Every entry must be transcribed exactly as written.

*** Block opens ***

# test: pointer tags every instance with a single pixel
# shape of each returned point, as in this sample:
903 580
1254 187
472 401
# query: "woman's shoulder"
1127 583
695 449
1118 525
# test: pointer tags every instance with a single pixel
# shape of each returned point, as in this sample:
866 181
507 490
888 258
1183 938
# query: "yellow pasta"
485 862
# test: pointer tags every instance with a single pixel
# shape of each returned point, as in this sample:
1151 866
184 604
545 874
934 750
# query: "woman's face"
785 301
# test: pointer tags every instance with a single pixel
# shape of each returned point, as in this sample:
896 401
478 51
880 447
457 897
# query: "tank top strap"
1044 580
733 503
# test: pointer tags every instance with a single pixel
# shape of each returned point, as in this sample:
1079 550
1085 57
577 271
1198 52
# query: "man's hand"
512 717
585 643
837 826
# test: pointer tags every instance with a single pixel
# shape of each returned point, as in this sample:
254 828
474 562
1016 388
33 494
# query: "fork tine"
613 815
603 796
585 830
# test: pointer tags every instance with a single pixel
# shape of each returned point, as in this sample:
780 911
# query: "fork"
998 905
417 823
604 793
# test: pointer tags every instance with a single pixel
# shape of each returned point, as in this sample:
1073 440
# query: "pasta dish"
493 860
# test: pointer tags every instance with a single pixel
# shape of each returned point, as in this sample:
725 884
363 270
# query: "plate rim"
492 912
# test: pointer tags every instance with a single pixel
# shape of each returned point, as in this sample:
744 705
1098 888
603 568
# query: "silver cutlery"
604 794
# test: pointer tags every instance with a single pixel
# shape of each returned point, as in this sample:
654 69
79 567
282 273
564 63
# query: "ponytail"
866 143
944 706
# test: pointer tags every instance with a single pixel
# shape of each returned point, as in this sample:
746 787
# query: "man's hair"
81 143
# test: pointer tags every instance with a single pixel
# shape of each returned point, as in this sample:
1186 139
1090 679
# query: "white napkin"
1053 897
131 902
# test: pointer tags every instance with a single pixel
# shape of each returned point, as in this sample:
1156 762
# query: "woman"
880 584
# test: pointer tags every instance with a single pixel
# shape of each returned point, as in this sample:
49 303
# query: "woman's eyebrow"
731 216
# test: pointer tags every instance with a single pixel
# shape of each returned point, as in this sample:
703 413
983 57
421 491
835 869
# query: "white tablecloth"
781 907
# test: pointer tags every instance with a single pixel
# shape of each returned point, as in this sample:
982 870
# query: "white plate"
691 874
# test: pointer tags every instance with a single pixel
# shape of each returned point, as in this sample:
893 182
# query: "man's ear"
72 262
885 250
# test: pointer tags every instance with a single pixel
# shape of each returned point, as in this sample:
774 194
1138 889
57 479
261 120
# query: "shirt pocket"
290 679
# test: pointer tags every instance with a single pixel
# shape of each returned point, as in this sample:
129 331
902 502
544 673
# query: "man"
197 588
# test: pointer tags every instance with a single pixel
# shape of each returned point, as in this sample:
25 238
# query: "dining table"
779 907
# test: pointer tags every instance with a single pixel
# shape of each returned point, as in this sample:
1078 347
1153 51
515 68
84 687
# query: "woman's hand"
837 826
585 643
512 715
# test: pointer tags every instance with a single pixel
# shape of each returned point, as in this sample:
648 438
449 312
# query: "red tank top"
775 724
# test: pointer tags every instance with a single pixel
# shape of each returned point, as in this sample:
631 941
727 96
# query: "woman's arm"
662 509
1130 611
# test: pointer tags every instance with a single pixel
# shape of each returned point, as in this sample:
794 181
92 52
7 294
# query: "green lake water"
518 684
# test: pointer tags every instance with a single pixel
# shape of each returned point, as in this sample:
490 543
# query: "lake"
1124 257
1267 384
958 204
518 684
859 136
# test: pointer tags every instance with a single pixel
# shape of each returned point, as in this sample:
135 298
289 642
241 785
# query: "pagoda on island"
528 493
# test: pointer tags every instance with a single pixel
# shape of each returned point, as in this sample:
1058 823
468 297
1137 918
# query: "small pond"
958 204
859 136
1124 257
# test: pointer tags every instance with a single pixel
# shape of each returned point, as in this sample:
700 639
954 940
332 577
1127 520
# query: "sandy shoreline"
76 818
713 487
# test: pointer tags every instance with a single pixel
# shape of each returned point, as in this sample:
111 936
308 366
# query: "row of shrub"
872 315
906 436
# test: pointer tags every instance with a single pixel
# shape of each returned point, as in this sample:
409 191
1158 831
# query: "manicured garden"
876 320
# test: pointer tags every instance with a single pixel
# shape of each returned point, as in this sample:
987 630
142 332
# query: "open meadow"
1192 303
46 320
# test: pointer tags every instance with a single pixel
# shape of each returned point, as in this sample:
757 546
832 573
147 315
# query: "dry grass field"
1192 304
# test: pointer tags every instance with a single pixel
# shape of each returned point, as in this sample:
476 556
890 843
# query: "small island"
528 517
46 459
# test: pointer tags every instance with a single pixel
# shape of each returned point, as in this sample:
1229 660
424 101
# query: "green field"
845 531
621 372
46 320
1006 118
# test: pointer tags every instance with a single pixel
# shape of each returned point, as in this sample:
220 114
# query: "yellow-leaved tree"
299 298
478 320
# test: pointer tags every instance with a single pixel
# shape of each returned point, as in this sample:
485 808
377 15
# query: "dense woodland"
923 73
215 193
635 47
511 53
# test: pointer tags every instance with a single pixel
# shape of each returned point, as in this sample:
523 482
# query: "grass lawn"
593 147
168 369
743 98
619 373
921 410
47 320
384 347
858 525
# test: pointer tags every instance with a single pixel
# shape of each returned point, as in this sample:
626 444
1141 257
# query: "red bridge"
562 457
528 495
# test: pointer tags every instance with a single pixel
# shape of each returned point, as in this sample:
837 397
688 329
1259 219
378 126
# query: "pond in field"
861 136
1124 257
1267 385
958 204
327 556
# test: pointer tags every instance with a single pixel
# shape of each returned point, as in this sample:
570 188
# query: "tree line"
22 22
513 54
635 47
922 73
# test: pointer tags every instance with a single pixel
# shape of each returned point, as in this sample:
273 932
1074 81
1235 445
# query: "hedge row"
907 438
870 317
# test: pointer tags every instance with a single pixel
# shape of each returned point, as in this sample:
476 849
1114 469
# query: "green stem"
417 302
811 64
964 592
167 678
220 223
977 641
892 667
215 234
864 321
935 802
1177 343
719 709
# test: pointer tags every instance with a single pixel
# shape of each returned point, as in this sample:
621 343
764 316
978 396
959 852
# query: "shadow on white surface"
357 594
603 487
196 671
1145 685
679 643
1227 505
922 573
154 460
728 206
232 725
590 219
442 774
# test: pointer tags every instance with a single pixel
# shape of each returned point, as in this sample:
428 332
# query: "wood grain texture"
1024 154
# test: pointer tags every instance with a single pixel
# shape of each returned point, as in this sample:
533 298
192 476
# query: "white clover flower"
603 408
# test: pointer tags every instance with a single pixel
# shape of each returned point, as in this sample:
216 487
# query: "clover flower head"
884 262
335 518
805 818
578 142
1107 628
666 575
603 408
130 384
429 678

*** Block closes ***

PROBLEM SOLUTION:
# test: pointer tags every instance with a single pixel
# shape of each returned point, as in this sample:
903 580
1254 187
472 401
# query: "woman's shoulder"
1127 583
695 449
1118 525
# test: pointer tags every instance with a single pixel
# shape of each returned point, as in this sample:
866 181
507 490
888 258
1183 938
# query: "yellow pasta"
485 862
# test: pointer tags every instance with a single pixel
# shape of each returned point, as in this sample:
1151 866
184 604
545 874
934 750
# query: "woman's face"
785 301
# test: pointer tags every instance with a single pixel
# shape of each returned point, as in this sample:
896 401
478 51
880 447
457 897
# query: "tank top strap"
1044 580
733 503
# test: pointer tags every instance with a single pixel
# shape of each returned point, as in this sample:
1079 550
1085 57
577 271
1198 52
# query: "man's hand"
512 717
585 643
837 826
# test: pointer tags every instance with a single pixel
# shape of each returned point, as in this sample:
254 828
474 562
1016 388
33 494
# query: "fork tine"
613 815
603 796
585 830
# test: pointer tags every instance with a single pixel
# shape of each returned point, as in this sample:
780 911
# query: "fork"
998 905
417 823
604 793
# test: pointer tags every instance with a single pixel
# shape of each returned point, as in this sample:
1073 440
# query: "pasta dish"
493 860
# test: pointer tags every instance with a single pixel
# shape of each returned point, as in this sample:
725 884
363 270
# query: "plate rim"
492 912
# test: pointer tags every instance with a single pixel
# shape of each returned point, as in this sample:
744 705
1098 888
603 568
# query: "silver cutlery"
604 794
# test: pointer tags every instance with a single pixel
# shape of each returned point, as in this sample:
654 69
79 567
282 273
564 63
# query: "ponytail"
866 143
944 706
# test: pointer tags every instance with a single pixel
# shape of each returned point, as in this sample:
746 787
# query: "man's hair"
81 143
# test: pointer tags every instance with a single pixel
# shape of each returned point, as in this sample:
1186 139
1090 679
# query: "white napkin"
1053 897
131 902
# test: pointer tags every instance with a single pixel
# shape of each returned point, as in this sample:
1156 762
# query: "woman"
880 584
# test: pointer tags every instance with a single pixel
# shape of each returned point, as in this sample:
49 303
# query: "woman's eyebrow"
731 216
# test: pointer tags every instance with a single pixel
# shape of each returned point, as in this sample:
703 413
983 57
421 491
835 869
# query: "white tablecloth"
781 907
# test: pointer tags every instance with a single pixel
# shape of each returned point, as in this sample:
982 870
# query: "white plate"
691 874
# test: pointer tags every instance with a single pixel
# shape of each returned point, as in this sample:
893 182
# query: "man's ear"
72 262
885 250
# test: pointer tags every instance with a single pixel
# shape of each returned point, as in this sample:
774 194
1138 889
57 479
261 120
# query: "shirt pocket"
290 679
# test: pointer tags every instance with a single pixel
# shape of each returned point, as in this sample:
129 331
902 502
544 673
# query: "man"
197 588
# test: pointer tags every instance with a single pixel
# shape of each returned point, as in this sample:
25 238
# query: "dining table"
779 907
# test: pointer tags every instance with a single pixel
# shape of each returned point, as in this sample:
1078 347
1153 51
515 68
84 687
# query: "woman's hand"
837 826
585 643
512 715
# test: pointer tags every instance with a single pixel
# shape of each returned point, as in this sample:
648 438
449 312
# query: "red tank top"
775 724
# test: pointer tags every instance with a single pixel
# shape of each returned point, as in this sample:
631 941
727 96
# query: "woman's arm"
662 509
1130 611
# test: pointer tags every instance with a single pixel
# shape of each returned point, as in this sample:
794 181
92 52
7 294
# query: "green lake water"
518 684
# test: pointer tags every instance with a single pixel
# shape of each returned point, as in this sample:
490 543
# query: "lake"
1124 257
1267 384
958 204
518 684
859 136
# test: pointer tags every instance with a single pixel
# shape of each returned point, as in this sample:
135 298
289 642
241 785
# query: "pagoda on island"
528 493
# test: pointer tags every instance with a single pixel
# shape of each returned point, as in this sample:
1058 823
468 297
1137 918
# query: "small pond"
958 204
859 136
1124 257
# test: pointer tags every instance with a single pixel
# shape of each returned point, as in this sample:
700 639
954 940
332 577
1127 520
# query: "sandy shoreline"
76 818
713 487
# test: pointer tags every instance with a single pixel
# shape of each returned point, as in this sample:
111 936
308 366
# query: "row of shrub"
872 315
906 436
# test: pointer tags every instance with a single pixel
# shape of each returned point, as in this sample:
409 191
1158 831
# query: "manicured garden"
876 320
# test: pointer tags every instance with a single pixel
# shape of each returned point, as in this sample:
987 630
142 332
# query: "open meadow"
1192 303
46 320
# test: pointer tags every instance with a single pixel
# shape of each returned point, as in this sample:
757 546
832 573
147 315
# query: "dry grass field"
1192 304
# test: pointer tags every instance with a single pixel
# shape of each returned point, as in this sample:
476 556
890 843
# query: "small island"
528 517
46 459
# test: pointer tags every instance with a single pixel
# shape of each returned point, as in this sample:
1229 660
424 101
# query: "green field"
845 531
621 372
46 320
1006 118
# test: pointer tags every instance with a single pixel
# shape of each returned point, as in this sample:
220 114
# query: "yellow-leaved tree"
299 298
478 320
# test: pointer tags every instance with a single pixel
# shape of each returned point, as in this sample:
485 808
377 15
# query: "dense woodland"
923 73
215 193
635 47
511 53
# test: pointer tags every instance with a single pixel
# shape of each returned point, as in this sample:
523 482
# query: "grass lawn"
593 147
168 369
743 98
619 373
921 410
47 320
384 347
858 525
# test: pointer tags every instance with a single pixel
# shape of each returned point, as in this sample:
626 444
1141 257
# query: "red bridge"
562 457
528 495
# test: pointer tags every instance with a single pixel
# shape of each returned point, as in this sample:
837 397
688 329
1259 219
378 126
# query: "pond in field"
861 136
1124 257
1267 385
958 204
327 556
# test: pointer tags every instance with a single pixel
# shape of each returned point, as in this sample:
570 188
# query: "tree line"
22 22
513 54
635 47
922 73
# test: pointer tags every instance with a single pixel
# shape of each returned point, as in this sample:
273 932
1074 81
1235 445
# query: "hedge row"
907 438
870 317
# test: pointer tags every instance with a single pixel
# shape of each returned point, as in this sample:
476 849
1114 469
# query: "green stem"
417 302
811 64
964 592
167 678
220 223
977 641
892 667
215 234
864 321
935 802
1177 343
719 709
# test: pointer tags every instance with a single pixel
# shape of each returned point, as in this sample:
621 343
764 316
978 396
959 852
# query: "shadow on white surface"
357 594
603 487
196 671
1145 685
679 643
1227 505
922 573
154 460
728 206
232 725
590 219
442 774
# test: pointer tags every instance with a single pixel
# shape of each returned point, as in this sample:
428 332
# query: "wood grain texture"
1024 154
# test: pointer tags every instance with a single pixel
# shape of each returned point, as in this sample:
533 298
192 476
# query: "white clover flower"
603 408
# test: pointer tags every instance with a single pixel
# shape of each returned point, as in this sample:
216 487
# query: "clover flower head"
884 262
335 518
805 818
578 142
1107 628
666 575
603 408
130 384
429 678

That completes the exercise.